Extract section start
Pfam is a protein database that aims to classify sequences by their evolutionary relationships. It was founded in 1995 and it has been very useful for functional annotation of genomic data. Pfam’s website (http://pfam.xfam.org/) was closed by the end of 2022. However, Pfam database was not discontinued, but integrated into the InterPro site (see the Xfam Blog entry).

Pfam uses HMM profiles to classify proteins into families, which are grouped into clans. Check out the EBI course about using Pfam: https://www.ebi.ac.uk/training/online/courses/pfam-creating-protein-families/

The current release (37.1) contains 23.794 entries and 751 clans. Pfam was designed as a database that should be often updated in the fast-forward genomic era. To this aim, they use two alignment types. Each Pfam family has a seed alignment that contains a representative set of sequences for the entry. A profile hidden Markov model (HMM) is automatically built from the seed alignment and searched against a sequence database called pfamseq using the HMMER3 software (http://hmmer.org/). All sequence regions that satisfy a family-specific curated threshold, also known as the gathering threshold, are aligned to the profile HMM to create the full alignment (Mistry et al. 2020).

In addition to the HMM-based Pfam entries (Pfam-A), the Pfam profiles are used to provide a set of unannotated, computationally generated multiple sequence alignments called Pfam-B. However, in the last Pfam versions, the Pfam-B alignments are presently only released on the Pfam FTP site.

Pfam has also been used in the creation of other resources such as Rfam (RNA families) and Dfam (transposable DNA elements).

InterPro

InterPro aims to be a functional secondary database, by classifying proteins into families, domains, and important sites. To classify proteins in this way, InterPro uses predictive models, known as signatures, provided by several different databases (up to 13) that make up the InterPro consortium. InterPro combines those different signatures representing equivalent families, domains, or sites, and provides additional information such as descriptions, literature references, and Gene Ontology (GO) terms, to produce a comprehensive resource for protein classification (see Blum et al. (2021)).

InterPro database is updated every 2 months and it is very useful for annotation of ORFans or divergent proteins. In the last years, it has integrated more resources, including Pfam, as well as structural data and predictions, giving rise to a very handy resource for multiple purposes in protein science (Paysan-Lafosse et al. 2023).

Note

Interpro was created as a sequence DDBB, but it is currently in between. I’d rather say that it is more a “meta-database” containing sequence and structure information.
Extract section end
Supplied entries section start
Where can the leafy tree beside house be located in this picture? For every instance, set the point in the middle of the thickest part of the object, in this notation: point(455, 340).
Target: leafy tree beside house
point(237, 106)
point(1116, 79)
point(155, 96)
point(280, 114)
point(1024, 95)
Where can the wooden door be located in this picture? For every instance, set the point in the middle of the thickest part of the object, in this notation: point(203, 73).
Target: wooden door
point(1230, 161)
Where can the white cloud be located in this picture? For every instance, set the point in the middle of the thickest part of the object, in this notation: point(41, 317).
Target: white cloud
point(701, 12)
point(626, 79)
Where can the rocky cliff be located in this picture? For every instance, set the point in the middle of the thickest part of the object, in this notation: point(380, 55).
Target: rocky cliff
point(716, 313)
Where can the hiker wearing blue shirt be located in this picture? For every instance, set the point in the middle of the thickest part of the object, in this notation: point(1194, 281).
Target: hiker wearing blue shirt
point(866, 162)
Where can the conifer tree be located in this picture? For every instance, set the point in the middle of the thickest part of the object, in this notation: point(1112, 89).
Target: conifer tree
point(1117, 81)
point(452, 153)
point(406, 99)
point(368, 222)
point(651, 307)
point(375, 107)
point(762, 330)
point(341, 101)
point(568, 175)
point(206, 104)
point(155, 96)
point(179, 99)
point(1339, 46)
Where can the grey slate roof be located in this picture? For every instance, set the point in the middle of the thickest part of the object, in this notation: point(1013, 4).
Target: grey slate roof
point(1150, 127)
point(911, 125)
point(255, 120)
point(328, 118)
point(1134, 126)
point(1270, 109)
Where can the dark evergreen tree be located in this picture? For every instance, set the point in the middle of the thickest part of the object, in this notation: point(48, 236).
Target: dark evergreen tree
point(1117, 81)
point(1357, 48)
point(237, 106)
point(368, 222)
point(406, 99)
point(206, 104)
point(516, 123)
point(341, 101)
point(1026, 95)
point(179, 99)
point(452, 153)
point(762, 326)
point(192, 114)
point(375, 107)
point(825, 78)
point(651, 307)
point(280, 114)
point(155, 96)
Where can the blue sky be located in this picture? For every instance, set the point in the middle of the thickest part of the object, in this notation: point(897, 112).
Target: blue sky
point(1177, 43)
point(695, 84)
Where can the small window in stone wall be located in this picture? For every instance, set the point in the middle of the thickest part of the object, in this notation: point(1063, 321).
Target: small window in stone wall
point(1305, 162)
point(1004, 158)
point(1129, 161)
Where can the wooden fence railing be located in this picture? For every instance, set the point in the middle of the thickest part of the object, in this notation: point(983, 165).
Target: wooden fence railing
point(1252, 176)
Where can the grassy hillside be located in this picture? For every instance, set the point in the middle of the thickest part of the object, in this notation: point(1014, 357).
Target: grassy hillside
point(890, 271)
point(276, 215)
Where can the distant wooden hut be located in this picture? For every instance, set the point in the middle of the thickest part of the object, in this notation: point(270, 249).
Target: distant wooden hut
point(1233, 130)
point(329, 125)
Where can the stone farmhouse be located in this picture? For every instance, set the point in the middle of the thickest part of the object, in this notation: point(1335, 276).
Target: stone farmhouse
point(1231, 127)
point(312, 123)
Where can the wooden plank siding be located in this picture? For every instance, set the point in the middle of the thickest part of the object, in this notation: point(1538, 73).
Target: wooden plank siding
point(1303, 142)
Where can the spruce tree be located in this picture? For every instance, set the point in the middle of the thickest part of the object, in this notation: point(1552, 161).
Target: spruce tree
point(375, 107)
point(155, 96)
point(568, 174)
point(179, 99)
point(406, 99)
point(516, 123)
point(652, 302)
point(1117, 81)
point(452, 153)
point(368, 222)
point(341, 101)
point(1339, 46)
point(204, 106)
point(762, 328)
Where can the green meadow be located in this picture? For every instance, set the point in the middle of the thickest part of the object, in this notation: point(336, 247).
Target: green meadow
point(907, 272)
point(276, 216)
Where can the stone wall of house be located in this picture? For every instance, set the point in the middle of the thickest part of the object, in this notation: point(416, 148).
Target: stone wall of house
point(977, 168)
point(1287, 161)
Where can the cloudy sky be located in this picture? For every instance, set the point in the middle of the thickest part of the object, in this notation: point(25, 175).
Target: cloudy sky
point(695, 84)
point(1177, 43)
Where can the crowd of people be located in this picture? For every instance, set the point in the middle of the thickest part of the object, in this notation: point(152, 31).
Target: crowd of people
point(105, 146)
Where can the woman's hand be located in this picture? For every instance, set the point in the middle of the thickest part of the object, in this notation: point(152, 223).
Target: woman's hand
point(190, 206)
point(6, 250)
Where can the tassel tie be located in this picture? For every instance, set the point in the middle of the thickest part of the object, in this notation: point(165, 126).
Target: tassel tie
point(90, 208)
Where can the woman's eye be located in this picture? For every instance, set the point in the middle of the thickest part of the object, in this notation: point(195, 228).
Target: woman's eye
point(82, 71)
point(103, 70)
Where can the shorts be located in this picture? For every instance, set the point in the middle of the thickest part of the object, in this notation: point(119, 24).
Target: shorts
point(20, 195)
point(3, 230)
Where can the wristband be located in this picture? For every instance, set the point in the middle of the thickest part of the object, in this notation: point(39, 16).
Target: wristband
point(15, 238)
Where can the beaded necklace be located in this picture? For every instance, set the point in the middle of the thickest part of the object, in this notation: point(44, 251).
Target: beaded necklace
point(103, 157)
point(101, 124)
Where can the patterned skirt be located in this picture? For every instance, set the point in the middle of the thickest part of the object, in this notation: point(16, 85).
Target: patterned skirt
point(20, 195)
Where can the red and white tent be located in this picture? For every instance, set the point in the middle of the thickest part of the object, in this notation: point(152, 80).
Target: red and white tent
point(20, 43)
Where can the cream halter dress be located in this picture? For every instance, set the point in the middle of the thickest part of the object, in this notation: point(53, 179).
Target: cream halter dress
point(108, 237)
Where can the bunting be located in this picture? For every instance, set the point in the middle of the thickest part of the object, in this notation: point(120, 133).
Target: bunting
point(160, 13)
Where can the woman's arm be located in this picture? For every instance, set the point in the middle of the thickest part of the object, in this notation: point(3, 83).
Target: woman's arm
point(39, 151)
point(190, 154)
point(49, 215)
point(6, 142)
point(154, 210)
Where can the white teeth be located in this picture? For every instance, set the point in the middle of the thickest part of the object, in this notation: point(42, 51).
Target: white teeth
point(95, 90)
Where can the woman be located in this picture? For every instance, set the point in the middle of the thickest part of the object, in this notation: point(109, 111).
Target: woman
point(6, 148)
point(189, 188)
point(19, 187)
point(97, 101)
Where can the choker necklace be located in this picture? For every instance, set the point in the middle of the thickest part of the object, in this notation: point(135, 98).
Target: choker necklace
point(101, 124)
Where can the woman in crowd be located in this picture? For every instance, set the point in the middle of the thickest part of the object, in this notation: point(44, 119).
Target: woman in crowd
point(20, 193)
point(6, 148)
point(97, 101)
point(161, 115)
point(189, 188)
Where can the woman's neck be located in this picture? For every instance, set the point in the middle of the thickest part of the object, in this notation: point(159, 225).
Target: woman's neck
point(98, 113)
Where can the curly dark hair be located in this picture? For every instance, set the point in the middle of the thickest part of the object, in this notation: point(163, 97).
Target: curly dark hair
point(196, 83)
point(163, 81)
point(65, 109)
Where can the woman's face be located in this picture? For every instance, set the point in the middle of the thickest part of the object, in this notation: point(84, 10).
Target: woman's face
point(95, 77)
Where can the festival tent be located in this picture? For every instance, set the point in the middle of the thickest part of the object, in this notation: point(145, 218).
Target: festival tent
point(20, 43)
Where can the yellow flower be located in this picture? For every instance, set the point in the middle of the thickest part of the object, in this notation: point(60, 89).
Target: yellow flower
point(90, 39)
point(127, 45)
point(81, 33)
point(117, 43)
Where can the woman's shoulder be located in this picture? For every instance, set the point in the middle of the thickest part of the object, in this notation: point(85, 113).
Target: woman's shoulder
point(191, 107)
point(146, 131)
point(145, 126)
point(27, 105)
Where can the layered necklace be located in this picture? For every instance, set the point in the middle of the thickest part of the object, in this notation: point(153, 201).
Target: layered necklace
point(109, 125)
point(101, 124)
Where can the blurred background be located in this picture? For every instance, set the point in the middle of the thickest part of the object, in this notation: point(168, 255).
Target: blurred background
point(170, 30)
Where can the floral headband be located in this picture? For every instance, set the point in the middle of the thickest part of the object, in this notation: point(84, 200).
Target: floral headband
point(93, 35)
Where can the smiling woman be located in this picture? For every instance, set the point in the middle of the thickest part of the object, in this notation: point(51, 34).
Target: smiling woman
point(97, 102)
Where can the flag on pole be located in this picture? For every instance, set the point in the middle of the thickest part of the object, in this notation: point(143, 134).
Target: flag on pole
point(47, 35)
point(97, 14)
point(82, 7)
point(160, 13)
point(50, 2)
Supplied entries section end
* [What needs to be done]: List every literature citation, with authors and year, that appears in the text on Pfam and InterPro above.

* [Exercise response]:
- Mistry et al. 2020
- Blum et al. (2021)
- Paysan-Lafosse et al. 2023